§ Text segment:
Wednesday, April 18, 2007

Today is My Birthday

I'm twenty-three. It's rather uninspiring.

I'm unemployed (again -- stupid term positions could at least have enough work to last the full term), my love life continues to resemble a viking funeral (which is nobody's fault but my own, admittedly; when on-again-off-again unemployed, first priority is trying to raise enough scratch to not die), I'm down one longtime friend and one family member from this time last year (but one or more of these is not my fault), and all I've found since getting my degree last May is that my degree is stank useless. My biggest accomplishment to date is, well, that degree.

I still haven't found anything that came even close to resembling an actual career, I've still never had the brief financial security needed to start or join a band (and Uptown no longer has musician classifieds, so that's one outlet down), I don't have anywhere near the money to go back to school, and to date my writing is... well, you're reading it.

I suppose it's not all bad; I finally willed myself to stop biting my nails over the past year, there's a roof over my head, and I... have... a cat? Yes! I have a cat. I think we've been over that, though.

What I'm getting at is that things could be better. A man has to have a plan! And since I am determined to have a better time being twenty-three than I did being twenty-two, my plan is no further away from fruition then the acquisition of a decent-sounding acoustic guitar and enough money to get a busker's licence from the city. (However much those are.)

I'm serious! If you're downtown this summer, you hear a Matthew Sweet song and you turn to see a six-foot-three guy in a luchador mask singing and playing guitar on the street -- then my plan will have succeeded. And hopefully you will throw me some of your change, because making money one handful of coins at a time would still be better than I'm doing right now. And if anybody tells me that Manitoba is full of quality jobs for young people, I can threaten to El Kabong my guitar over their head. now hooooooooold on thar

If there's one thing that downtown Winnipeg is in increasingly desperate need of, it's culture -- noteworthy items of interest that don't involve working or mugging people. Something for people to talk about around the water cooler, guess-what-I-saw-today, or at least something that'll make them do doubletakes on the way to work. Obviously I can't singlehandedly make Winnipeg a dramatically better place -- because only people with money are allowed to do that, and they very rarely want to (else pedestrians would be crossing Portage and Main right now) -- but every little bit here and there helps, right? Right! New York has its Naked Cowboy, Toronto has its Zanta, and Winnipeg can have its insert stage name here for overeducated lucha-masked song-slinging loudmouth.

§ Set problem A: Quote the birthday post word for word, starting at "I'm unemployed (again" and ending at "well, that degree.".
§ Set problem B: Please turn the paragraph of the birthday post that begins "I still haven't found anything" into a short bulleted list that keeps its main facts.
§ Set problem C: Summarize the birthday post in two sentences.
The listing that comes next is taken from a separate source.

§ Supplied entries:
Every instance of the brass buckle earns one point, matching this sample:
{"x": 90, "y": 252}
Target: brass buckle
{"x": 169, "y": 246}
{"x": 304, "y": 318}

...

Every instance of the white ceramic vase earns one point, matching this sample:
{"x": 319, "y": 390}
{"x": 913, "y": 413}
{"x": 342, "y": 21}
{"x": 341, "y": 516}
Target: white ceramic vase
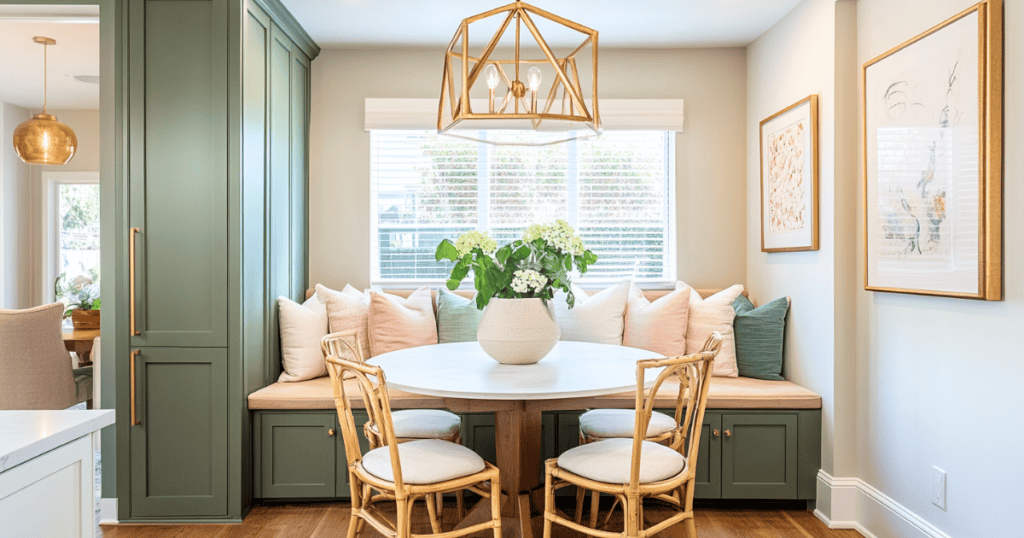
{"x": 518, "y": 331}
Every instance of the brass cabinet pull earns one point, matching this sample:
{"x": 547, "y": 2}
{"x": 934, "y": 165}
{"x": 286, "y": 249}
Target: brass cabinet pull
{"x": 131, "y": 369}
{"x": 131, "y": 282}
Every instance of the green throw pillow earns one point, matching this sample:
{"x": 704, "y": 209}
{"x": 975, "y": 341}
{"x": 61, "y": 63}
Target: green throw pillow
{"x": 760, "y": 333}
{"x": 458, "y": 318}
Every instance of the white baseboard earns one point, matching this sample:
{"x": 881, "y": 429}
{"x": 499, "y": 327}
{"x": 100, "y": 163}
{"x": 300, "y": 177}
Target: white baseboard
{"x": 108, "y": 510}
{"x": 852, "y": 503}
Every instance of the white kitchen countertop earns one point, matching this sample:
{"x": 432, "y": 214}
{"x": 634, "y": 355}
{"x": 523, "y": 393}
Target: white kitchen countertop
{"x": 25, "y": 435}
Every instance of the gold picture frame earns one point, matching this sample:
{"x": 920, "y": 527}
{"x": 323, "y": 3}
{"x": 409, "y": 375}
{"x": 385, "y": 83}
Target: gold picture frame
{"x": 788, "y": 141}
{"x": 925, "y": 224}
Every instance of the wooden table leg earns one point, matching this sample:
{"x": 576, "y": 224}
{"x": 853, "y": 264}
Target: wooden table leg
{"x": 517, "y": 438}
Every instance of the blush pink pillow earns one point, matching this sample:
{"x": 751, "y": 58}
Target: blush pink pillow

--

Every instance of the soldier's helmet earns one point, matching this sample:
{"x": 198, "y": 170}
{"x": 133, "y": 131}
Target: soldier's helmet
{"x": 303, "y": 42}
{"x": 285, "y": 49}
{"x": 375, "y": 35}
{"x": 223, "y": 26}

§ Correct result A:
I'm unemployed (again -- stupid term positions could at least have enough work to last the full term), my love life continues to resemble a viking funeral (which is nobody's fault but my own, admittedly; when on-again-off-again unemployed, first priority is trying to raise enough scratch to not die), I'm down one longtime friend and one family member from this time last year (but one or more of these is not my fault), and all I've found since getting my degree last May is that my degree is stank useless. My biggest accomplishment to date is, well, that degree.

§ Correct result B:
- No job found yet that resembles an actual career
- Never had the brief financial security needed to start or join a band, and Uptown no longer runs musician classifieds
- Nowhere near enough money to go back to school
- Writing so far amounts to what the reader is reading

§ Correct result C: Turning twenty-three feels rather uninspiring to the writer, who is unemployed again, has a struggling love life and a degree that has proven useless, and counts few bright spots beyond quitting nail-biting, having a roof overhead, and a cat. The plan for a better year is to get a decent acoustic guitar and a busker's licence and perform on the streets of downtown Winnipeg in a luchador mask, bringing a bit of culture to an area that badly needs it.